Challenge: Lay out as a numbered list the lines below, from the line containing "After viewing the picture above, confirm whether any black" up to and including the line containing "[[591, 0, 808, 724], [304, 0, 564, 676]]", leaving out any blank lines. Include only those lines.

==*==

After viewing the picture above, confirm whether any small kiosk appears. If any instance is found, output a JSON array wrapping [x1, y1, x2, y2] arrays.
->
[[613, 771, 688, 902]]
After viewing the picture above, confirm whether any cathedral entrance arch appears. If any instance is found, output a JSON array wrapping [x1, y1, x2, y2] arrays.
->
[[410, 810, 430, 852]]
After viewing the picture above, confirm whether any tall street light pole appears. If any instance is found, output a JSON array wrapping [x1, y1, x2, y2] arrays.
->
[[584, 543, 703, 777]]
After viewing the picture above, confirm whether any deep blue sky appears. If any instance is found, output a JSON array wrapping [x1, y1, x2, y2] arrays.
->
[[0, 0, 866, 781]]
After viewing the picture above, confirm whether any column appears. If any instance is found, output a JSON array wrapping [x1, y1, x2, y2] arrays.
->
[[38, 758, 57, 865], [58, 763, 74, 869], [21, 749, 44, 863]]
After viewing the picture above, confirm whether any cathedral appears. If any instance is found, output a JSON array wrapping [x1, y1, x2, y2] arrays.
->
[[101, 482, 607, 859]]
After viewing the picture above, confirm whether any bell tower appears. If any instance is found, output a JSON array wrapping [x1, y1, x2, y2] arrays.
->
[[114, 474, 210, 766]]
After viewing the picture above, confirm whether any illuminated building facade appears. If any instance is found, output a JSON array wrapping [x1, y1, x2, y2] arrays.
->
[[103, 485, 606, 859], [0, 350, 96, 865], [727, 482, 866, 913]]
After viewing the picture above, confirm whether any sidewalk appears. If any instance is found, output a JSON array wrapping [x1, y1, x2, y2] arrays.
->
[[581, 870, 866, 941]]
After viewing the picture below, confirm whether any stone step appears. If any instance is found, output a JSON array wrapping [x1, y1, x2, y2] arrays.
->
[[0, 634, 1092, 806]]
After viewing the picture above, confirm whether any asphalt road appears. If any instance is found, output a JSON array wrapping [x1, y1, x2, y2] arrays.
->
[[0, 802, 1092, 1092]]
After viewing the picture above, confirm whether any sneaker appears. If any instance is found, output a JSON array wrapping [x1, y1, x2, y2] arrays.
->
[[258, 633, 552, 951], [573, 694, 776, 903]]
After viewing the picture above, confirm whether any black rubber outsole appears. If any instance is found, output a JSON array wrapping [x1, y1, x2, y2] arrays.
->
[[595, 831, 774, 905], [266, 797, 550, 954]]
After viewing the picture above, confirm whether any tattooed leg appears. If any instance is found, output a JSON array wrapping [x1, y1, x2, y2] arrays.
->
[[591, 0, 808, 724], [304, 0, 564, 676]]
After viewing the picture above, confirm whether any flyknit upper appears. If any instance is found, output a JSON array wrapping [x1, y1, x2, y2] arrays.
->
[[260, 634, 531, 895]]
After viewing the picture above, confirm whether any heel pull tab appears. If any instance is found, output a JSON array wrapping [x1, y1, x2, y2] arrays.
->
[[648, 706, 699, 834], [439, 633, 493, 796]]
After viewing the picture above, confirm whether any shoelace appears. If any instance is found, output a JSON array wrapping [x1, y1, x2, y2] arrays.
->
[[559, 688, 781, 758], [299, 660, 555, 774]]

==*==

Answer below:
1. After viewing the picture above, confirm whether any black rubber outsole appears. If any instance is found, output a JSON array wrapping [x1, y1, x2, y2] arrays.
2. ->
3. [[595, 831, 774, 905], [266, 797, 550, 954]]
4. After viewing the picture above, confirm whether any tattooed leg appears. If any instance is found, output a JSON array wrapping [x1, y1, x2, y2] arrays.
5. ->
6. [[591, 0, 808, 724], [304, 0, 564, 676]]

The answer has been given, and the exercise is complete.